Turn the material into a numbered list, starting at the line with "Note: for this drill we locate the circular" and ending at the line with "(1070, 598)", both included. Skip any blank lines and include no other lines.

• • •

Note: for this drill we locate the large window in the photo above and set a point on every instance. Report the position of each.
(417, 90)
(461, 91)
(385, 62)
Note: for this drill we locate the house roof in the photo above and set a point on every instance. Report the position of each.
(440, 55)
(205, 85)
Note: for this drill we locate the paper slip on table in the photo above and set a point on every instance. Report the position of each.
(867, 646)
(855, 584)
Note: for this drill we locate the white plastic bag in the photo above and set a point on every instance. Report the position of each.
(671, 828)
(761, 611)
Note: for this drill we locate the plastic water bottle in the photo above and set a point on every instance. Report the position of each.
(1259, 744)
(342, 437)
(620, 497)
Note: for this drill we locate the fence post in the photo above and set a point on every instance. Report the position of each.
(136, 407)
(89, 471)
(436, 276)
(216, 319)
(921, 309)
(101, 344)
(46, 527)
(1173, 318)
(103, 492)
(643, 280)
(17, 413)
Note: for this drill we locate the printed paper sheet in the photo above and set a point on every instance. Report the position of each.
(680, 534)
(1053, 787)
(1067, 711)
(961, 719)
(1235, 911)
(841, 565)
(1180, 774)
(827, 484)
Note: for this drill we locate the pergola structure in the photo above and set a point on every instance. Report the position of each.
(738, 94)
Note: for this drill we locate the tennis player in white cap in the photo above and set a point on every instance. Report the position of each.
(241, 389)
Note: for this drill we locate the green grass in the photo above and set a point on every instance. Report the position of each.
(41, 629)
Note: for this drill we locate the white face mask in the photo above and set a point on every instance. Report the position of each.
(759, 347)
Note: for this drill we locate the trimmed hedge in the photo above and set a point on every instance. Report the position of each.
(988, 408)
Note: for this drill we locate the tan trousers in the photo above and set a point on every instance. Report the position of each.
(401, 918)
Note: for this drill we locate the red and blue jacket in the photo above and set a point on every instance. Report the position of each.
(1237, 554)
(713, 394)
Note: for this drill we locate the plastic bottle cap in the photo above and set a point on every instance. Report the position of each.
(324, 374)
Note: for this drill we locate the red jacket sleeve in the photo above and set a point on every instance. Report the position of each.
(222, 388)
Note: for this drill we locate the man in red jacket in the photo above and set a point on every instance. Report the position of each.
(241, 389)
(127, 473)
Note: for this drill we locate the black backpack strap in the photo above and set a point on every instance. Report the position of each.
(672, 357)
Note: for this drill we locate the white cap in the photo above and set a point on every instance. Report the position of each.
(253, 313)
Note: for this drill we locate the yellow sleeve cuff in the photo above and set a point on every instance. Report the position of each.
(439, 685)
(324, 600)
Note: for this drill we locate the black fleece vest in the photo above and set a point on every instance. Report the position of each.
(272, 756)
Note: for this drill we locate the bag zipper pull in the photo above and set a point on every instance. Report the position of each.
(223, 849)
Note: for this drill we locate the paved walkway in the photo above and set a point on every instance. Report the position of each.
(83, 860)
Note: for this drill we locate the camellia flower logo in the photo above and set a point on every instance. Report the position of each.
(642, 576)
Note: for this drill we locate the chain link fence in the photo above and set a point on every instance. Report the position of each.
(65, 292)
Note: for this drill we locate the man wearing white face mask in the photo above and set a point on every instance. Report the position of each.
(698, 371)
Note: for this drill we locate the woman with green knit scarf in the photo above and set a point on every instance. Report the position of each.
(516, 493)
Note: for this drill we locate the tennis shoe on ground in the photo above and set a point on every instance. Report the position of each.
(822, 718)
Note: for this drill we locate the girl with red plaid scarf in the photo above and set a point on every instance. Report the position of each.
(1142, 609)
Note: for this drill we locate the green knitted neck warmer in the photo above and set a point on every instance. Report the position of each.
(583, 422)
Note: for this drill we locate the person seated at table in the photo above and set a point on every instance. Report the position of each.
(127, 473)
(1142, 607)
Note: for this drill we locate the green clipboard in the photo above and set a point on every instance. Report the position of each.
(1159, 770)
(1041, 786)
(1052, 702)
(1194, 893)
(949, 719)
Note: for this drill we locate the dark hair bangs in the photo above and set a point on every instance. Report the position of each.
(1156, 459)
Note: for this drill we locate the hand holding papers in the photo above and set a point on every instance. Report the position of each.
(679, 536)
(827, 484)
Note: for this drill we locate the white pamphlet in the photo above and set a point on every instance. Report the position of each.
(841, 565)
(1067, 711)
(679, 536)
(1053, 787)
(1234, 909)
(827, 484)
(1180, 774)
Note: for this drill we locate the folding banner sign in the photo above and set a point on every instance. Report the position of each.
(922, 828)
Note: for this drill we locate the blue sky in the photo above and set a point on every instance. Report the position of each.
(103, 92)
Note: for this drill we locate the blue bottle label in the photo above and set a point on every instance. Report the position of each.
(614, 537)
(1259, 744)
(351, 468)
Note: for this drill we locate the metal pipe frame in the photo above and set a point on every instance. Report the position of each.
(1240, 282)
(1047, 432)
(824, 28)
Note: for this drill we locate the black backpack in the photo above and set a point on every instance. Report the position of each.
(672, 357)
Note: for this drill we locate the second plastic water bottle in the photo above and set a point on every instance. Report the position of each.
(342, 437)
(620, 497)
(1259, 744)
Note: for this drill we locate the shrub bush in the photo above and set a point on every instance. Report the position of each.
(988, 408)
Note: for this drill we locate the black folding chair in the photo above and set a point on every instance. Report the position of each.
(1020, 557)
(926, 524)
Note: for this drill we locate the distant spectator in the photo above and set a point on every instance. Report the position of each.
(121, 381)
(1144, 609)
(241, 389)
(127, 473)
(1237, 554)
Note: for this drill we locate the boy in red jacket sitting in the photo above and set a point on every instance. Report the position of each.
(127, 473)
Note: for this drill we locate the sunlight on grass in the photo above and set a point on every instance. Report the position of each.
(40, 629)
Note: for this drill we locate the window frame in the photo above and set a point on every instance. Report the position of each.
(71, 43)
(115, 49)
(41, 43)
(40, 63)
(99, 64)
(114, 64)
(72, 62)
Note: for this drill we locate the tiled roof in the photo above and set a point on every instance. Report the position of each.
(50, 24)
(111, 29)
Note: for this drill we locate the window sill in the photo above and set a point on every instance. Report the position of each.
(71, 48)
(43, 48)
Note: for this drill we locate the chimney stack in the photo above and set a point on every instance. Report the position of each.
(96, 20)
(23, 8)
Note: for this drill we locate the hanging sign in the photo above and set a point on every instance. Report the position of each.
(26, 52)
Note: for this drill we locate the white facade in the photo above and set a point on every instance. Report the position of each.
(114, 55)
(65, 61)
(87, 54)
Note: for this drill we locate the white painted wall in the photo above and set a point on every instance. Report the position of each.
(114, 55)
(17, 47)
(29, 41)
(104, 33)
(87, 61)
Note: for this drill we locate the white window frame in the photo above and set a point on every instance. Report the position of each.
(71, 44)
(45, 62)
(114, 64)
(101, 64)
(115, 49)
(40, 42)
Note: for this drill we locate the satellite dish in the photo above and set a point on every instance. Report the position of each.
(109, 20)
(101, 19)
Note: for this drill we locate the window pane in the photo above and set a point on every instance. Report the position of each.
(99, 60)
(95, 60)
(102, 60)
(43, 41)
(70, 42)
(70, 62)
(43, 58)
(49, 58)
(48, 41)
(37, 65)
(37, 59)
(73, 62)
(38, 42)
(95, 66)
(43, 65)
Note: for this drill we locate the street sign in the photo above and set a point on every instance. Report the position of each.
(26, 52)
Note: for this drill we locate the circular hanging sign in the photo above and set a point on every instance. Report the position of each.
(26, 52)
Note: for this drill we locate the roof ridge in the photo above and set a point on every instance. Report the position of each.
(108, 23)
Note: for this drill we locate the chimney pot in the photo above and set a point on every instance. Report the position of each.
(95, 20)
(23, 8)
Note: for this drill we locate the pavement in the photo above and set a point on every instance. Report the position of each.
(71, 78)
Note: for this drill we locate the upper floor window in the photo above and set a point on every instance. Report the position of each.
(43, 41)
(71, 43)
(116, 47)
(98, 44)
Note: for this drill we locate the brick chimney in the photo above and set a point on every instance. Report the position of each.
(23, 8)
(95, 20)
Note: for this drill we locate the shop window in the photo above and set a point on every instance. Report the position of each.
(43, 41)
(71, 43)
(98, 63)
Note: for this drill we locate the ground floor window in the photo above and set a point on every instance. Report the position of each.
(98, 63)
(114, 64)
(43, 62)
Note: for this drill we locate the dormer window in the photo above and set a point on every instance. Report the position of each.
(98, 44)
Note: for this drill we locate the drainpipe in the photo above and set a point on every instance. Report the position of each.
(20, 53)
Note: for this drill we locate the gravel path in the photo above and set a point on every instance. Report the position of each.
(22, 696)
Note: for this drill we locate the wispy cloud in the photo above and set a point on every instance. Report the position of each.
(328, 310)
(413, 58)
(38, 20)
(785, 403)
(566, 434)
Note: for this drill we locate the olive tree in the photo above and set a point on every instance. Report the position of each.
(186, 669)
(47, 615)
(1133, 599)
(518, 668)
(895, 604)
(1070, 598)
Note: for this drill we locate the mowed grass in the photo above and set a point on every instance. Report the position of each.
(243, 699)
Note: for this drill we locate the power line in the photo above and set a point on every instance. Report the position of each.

• • •

§ **Written answer**
1. Note: for this drill we locate the circular hanging sign in the photo above and set a point on every instance. Report the position of each.
2. (26, 52)
3. Note: for this drill we locate the roof ridge in the photo above and set a point on every instance. Report the position of each.
4. (108, 23)
5. Note: for this drill we locate the chimney pot in the photo above and set a point on every instance. Report the position of each.
6. (95, 20)
7. (23, 8)
8. Note: for this drill we locate the pavement in the photo above and set a point on every instance. Report the position of each.
9. (71, 78)
10. Note: for this drill we locate the upper floor window in the photo above and set a point on every instance. Report the position of each.
11. (43, 41)
12. (71, 43)
13. (116, 47)
14. (98, 44)
15. Note: for this drill we locate the brick chimney in the photo above and set a point on every instance. Report the position of each.
16. (23, 8)
17. (95, 20)
18. Note: for this drill we locate the shop window in the photo above and set a point on every instance. Report the position of each.
19. (43, 41)
20. (71, 43)
21. (98, 63)
22. Note: for this drill we locate the ground floor window in the photo above and set a point on every instance. Report the position of each.
23. (98, 63)
24. (114, 64)
25. (43, 62)
26. Note: for this drill we locate the dormer window in the photo above and set a point on every instance. Report the position of each.
27. (98, 44)
28. Note: for this drill we locate the drainpipe in the photo above and set a point on every instance. Report the position of each.
29. (20, 53)
30. Note: for this drill we locate the gravel path in the photo above and set a point on every instance. Report the position of each.
31. (22, 696)
32. Note: for this drill we locate the wispy cloud in the photo above and set a point on every instance. Report the position of each.
33. (328, 310)
34. (413, 58)
35. (38, 20)
36. (785, 403)
37. (566, 434)
38. Note: for this drill we locate the olive tree in the photo above and set a point on every instance. Report the position of each.
39. (186, 669)
40. (47, 615)
41. (1133, 599)
42. (518, 668)
43. (895, 604)
44. (1070, 598)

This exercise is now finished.